PAGE TEXT |
The One Thing You Need To Have A Great Relationship: Shared Reality, Shared Truth

Simon Samuels
5 min readSep 30, 2020

--

Photo: Travis Grossen @ Unsplash

The biggest lie that you’ve ever heard will be that “opposites attract.” In fact one of the best ways to ruin your future romantic relationship prospects is to look for a person completely different to you. Opposites might attract at times but they very rarely stay together and not in a healthy way.

The one thing that determines the strength of your relationships is similarity.

Having shared loves will help to bond you and keep you close throughout the course of your life. Having similar hobbies, aspirations, and desires means that you’ll both move forward together in the same direction.

But really it’s more than shared hobbies and plans that make relationships strong; it’s the shared reality that you both have that makes a relationship strong.

Looking out at the world together and seeing it in a similar way helps to create a shared reality together. By having similar ways of looking at situations in the world it will help maintain intimacy and a sense that you both understand each other. It acts to draw you continuously close to each other as you both get to see yourself reflected in one another.

When you’re dating look for a shared reality

If you’re single and dating the best piece of advice I can give you is to ask your dates about things that matter to you in the world and see if they see things in a similar way to you.

If you love kids and they are wonderful to you then ask how your date feels about kids either directly or indirectly. You might want to bring up your nieces and nephews or a friend’s child that you think is cute in order to see how your date views children and if they see children as being as adorable as you do. Or if you’re a huge fan of sports or art you might want to bring that up and see how your date views those topics.

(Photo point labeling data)
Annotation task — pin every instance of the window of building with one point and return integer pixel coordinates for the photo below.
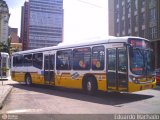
(129, 7)
(64, 59)
(142, 18)
(122, 25)
(153, 32)
(82, 58)
(117, 27)
(143, 3)
(123, 10)
(143, 33)
(136, 20)
(129, 22)
(98, 58)
(152, 14)
(37, 60)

REQUIRED ACTIONS |
[a] According to the relationship article, what single thing determines the strength of your relationships?
[b] In the relationship article, rewrite the stretch from "Photo: Travis Grossen" through "a healthy way." with "romantic" changed to "long-term".
The records come from a separate source and are unrelated to the article.

CORRECT ANSWERS |
[a] Similarity

[b]
Photo: Travis Grossen @ Unsplash

The biggest lie that you’ve ever heard will be that “opposites attract.” In fact one of the best ways to ruin your future long-term relationship prospects is to look for a person completely different to you. Opposites might attract at times but they very rarely stay together and not in a healthy way.